And archaeological ‘discoveries’ are hit-and-miss
and very much due to ‘luck’.
Anti-Bible bias
Finally, most archaeologists
-- especially Egyptologists -- and modern historians share the mindset carried
over by Bible Criticism’s Documentary Hypothesis from the 19th nineteen century: namely, that the
descendants of Jacob until 586 BCE and the exile to cosmopolitan Babylon
were simply illiterate (i.e., had no writing system at all) sheep and
goat herding “Judean hillbillies”. In
this negative mindset, all ‘historical’ information given in the Chumash and
the books of Joshua, Judges, Samuel I and II and Kings I and II is deemed fictions
and products concocted in much later times.
However, this denial
mindset: especially NO King David, NO King Solomon and NO FIRST TEMPLE, is
rapidly becoming ‘obsolete’ and ‘proven false’ by archaeological excavations in
Israel.

# # #

● WHAT YOU ARE ASKED TO DO: In the passage on anti-Bible bias, which books besides the Chumash does the described mindset treat as fiction?

[Dataset records]

# # #

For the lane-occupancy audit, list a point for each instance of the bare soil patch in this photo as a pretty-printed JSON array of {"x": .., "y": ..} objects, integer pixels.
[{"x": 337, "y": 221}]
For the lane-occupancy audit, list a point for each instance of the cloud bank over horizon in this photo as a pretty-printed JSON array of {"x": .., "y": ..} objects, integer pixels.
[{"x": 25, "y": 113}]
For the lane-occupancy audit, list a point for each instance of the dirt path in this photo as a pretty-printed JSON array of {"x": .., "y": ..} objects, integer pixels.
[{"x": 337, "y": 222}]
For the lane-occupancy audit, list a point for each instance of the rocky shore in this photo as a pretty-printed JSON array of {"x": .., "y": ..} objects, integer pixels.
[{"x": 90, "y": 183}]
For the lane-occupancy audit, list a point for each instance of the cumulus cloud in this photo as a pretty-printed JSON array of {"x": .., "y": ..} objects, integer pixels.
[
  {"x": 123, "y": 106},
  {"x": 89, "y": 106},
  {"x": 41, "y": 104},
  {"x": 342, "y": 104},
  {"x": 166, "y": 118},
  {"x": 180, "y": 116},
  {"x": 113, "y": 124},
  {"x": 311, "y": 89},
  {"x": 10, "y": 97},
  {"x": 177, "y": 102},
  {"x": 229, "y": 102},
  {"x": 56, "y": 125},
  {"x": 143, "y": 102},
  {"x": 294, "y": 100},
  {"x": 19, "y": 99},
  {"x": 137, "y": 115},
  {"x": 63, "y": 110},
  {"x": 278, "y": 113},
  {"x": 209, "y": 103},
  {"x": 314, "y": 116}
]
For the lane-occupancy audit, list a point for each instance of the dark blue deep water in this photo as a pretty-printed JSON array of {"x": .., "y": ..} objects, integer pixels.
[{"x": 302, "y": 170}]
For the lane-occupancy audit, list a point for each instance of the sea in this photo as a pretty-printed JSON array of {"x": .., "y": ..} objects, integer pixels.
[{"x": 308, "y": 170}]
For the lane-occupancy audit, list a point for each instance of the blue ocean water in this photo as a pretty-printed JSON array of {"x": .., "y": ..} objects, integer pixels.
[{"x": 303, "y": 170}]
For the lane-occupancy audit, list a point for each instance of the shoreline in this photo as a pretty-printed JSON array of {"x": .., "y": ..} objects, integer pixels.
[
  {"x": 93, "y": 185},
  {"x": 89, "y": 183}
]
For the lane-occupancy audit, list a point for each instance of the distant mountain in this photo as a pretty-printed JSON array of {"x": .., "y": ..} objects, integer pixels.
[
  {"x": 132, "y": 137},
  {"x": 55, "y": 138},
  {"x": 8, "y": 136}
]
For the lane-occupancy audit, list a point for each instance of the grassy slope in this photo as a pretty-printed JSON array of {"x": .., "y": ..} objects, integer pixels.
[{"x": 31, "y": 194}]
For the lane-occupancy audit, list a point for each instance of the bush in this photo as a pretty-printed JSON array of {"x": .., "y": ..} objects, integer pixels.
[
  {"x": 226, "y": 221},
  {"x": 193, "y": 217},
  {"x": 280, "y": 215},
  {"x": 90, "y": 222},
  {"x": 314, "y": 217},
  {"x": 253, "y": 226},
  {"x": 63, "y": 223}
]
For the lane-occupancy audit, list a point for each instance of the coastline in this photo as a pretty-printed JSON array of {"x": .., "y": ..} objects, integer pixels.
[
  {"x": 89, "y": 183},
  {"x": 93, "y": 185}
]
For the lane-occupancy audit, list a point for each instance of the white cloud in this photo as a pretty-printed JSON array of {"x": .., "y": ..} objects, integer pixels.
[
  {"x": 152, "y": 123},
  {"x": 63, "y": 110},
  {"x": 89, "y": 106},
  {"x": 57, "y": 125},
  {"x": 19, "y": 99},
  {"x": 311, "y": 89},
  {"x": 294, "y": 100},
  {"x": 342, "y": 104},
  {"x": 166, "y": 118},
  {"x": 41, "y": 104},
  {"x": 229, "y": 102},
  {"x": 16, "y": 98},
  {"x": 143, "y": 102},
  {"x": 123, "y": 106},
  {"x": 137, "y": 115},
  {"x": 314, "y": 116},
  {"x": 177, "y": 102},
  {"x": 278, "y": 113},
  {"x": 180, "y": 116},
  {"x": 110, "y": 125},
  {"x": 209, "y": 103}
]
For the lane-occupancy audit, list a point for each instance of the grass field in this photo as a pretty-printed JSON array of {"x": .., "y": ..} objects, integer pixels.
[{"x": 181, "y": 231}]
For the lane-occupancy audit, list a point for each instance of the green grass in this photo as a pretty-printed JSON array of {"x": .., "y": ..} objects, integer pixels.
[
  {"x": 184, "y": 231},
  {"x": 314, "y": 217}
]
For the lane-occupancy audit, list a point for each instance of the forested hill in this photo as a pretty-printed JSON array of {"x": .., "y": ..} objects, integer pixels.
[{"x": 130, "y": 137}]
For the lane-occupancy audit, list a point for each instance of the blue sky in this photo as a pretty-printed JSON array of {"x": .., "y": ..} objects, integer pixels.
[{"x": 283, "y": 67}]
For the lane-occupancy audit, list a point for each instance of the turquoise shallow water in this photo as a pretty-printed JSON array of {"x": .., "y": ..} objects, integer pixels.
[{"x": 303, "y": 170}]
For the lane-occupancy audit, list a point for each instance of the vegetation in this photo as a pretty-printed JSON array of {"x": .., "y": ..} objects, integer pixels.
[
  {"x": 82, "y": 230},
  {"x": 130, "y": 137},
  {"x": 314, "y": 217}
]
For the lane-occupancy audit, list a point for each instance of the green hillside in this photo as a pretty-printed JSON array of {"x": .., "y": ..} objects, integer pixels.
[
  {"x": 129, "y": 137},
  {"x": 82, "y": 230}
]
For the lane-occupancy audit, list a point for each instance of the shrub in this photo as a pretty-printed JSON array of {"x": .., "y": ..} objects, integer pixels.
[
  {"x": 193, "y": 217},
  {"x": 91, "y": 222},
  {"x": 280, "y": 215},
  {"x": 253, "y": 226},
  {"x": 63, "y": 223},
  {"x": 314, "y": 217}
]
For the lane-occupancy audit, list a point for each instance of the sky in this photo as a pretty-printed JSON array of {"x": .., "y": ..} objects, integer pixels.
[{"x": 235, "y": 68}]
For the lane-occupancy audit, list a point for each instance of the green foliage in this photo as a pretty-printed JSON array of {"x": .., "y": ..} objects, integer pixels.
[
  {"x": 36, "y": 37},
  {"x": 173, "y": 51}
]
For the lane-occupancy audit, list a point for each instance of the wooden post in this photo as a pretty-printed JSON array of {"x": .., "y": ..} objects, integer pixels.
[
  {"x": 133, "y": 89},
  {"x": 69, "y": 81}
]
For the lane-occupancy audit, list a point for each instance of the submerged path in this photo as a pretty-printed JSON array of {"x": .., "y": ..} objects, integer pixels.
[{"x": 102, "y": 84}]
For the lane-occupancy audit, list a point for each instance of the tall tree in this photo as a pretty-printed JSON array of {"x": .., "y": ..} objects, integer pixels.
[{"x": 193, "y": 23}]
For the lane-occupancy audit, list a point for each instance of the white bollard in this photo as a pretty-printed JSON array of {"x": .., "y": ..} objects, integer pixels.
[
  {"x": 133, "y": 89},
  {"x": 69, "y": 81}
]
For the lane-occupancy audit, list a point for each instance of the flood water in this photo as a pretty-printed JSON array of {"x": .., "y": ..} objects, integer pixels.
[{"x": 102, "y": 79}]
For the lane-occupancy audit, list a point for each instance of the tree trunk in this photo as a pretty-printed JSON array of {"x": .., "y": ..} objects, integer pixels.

# # #

● FINISHED TASK: Joshua, Judges, Samuel I and II, and Kings I and II.